▶ **EXCERPT PROVIDED**
>> START

So pretty much, you didn't get what you asked for immediately, and instead got goofy RP, so now you're throwing a hissy fit, even though we eventually gave you what you asked...

Are you secretly a kid? -_-



Krasl said:


> he's not raging, it's depression...



Son I know nerd rage when I see it, this is indeed nerd rage.


----------



## Krasl (Feb 20, 2010)

Dassid said:


> This is me depressed because I feel like a retard because the critism I am seeing in bs and not constructive.



just try not to pay attention to the bs critisism, if it is your idea, let it grow and be yours alone. Don't let anyone change your thoughts or ideas.


----------



## KylieIsACannibal (Feb 20, 2010)

Dassid said:


> I DON'T CARE. It was a stupid piece of junk. I asked for something constructive, not flat out stupid crap that made me feel like an idiot for asking.

>> END

▶ **TASK INPUT**
>> START

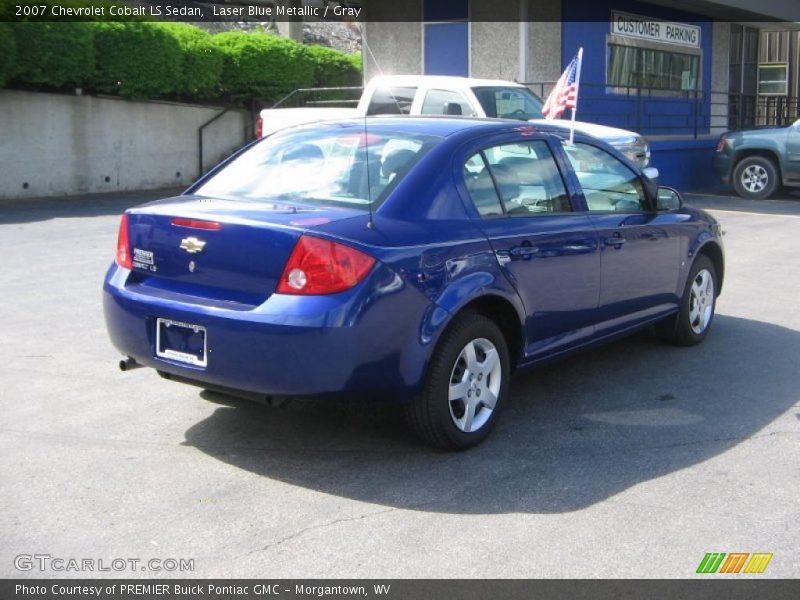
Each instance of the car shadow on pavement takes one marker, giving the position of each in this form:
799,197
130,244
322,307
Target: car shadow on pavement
780,205
573,434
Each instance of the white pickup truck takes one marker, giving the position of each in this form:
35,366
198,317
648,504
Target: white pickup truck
438,95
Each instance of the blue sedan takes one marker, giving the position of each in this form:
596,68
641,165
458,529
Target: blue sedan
419,260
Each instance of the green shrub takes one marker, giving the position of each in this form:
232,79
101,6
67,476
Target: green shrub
54,55
8,53
333,68
201,68
136,60
358,64
263,67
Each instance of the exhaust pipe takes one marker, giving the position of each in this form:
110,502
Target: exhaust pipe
128,364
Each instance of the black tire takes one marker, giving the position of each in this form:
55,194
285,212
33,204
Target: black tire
683,330
762,175
432,415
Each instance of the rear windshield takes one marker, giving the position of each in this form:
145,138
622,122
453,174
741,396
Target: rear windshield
333,167
509,102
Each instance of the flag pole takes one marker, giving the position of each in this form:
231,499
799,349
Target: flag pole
577,90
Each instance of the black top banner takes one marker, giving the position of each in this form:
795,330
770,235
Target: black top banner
268,11
397,589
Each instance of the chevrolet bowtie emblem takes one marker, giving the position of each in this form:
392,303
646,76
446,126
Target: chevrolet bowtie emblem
192,245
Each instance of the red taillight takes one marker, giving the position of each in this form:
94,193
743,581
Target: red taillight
123,258
195,224
318,267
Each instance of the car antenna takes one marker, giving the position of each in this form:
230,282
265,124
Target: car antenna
370,223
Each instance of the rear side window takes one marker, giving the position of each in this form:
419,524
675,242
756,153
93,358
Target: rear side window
524,177
446,102
392,101
481,187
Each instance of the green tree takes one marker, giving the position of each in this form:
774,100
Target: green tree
54,55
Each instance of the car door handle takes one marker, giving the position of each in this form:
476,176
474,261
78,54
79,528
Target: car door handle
614,240
523,251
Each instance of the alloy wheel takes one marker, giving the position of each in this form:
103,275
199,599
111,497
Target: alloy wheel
474,385
701,301
755,179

>> END

▶ **ACTIONS TO TAKE**
A – Echo the forum thread word for word, starting with "Son I know nerd" and going on through "and not constructive.".
B – In the records, starting with the line with "Each instance of the red" and going on through the end of the records, swap "marker" for "point" and give those lines again with nothing else changed.

▶ **ANSWERS TO THE TASKS**
A –
Son I know nerd rage when I see it, this is indeed nerd rage.


----------



## Krasl (Feb 20, 2010)

Dassid said:


> This is me depressed because I feel like a retard because the critism I am seeing in bs and not constructive.

B –
Each instance of the red taillight takes one point, giving the position of each in this form:
94,193
743,581
Target: red taillight
123,258
195,224
318,267
Each instance of the car antenna takes one point, giving the position of each in this form:
230,282
265,124
Target: car antenna
370,223
Each instance of the rear side window takes one point, giving the position of each in this form:
419,524
675,242
756,153
93,358
Target: rear side window
524,177
446,102
392,101
481,187
Each instance of the green tree takes one point, giving the position of each in this form:
774,100
Target: green tree
54,55
Each instance of the car door handle takes one point, giving the position of each in this form:
476,176
474,261
78,54
79,528
Target: car door handle
614,240
523,251
Each instance of the alloy wheel takes one point, giving the position of each in this form:
103,275
199,599
111,497
Target: alloy wheel
474,385
701,301
755,179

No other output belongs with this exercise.